▶ **Brief**:
Copy out the data below word for word, leaving out the pictures.

▶ **Working data**:
........
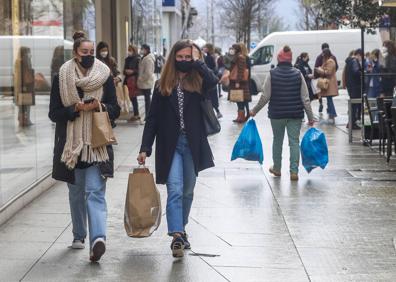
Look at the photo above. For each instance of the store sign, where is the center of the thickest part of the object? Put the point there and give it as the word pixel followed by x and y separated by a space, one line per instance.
pixel 168 3
pixel 171 3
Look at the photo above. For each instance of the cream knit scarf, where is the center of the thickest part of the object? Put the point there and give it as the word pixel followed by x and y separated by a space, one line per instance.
pixel 79 131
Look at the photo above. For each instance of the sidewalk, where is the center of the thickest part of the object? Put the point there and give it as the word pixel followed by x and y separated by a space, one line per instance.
pixel 336 224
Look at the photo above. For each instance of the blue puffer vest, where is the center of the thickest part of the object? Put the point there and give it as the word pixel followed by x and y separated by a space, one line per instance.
pixel 285 99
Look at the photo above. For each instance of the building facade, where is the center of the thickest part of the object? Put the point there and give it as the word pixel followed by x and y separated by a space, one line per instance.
pixel 35 40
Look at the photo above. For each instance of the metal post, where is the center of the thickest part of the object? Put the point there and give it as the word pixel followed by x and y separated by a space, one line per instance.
pixel 362 84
........
▶ **Answer to the task**:
Look at the photo above. For each instance of the store sign, where is the center of the thickest part of the object? Put the point there and give it as the word pixel followed by x and y separated by a space, one line per instance.
pixel 168 3
pixel 171 3
Look at the photo above. For each instance of the cream knit scarf, where is the center of the thickest part of the object? Put the point there and give it as the word pixel followed by x and y separated by a space, one line per instance.
pixel 79 131
Look at the photo above. For each instance of the sidewalk, where is the center of the thickest part of the object? Put the point there and give it as the word pixel followed by x and y separated by a space, one line per instance.
pixel 336 224
Look at the photo above. For each instance of the blue puffer vest, where is the center of the thickest part of the object? Put the point there and give it as the word pixel followed by x and y separated by a space, one line per instance.
pixel 285 99
Look at the photo above. For each instance of the building facade, where is the center of the thickest part of the object? Put the point there and give it as the word pixel followed by x and y separated by a space, one line per instance.
pixel 35 40
Look at the photo above. For each instance of the metal post, where is the center of the thickest part of the object? Put the point there and give it as the word pixel followed by x and y separated by a space, one line per instance.
pixel 362 84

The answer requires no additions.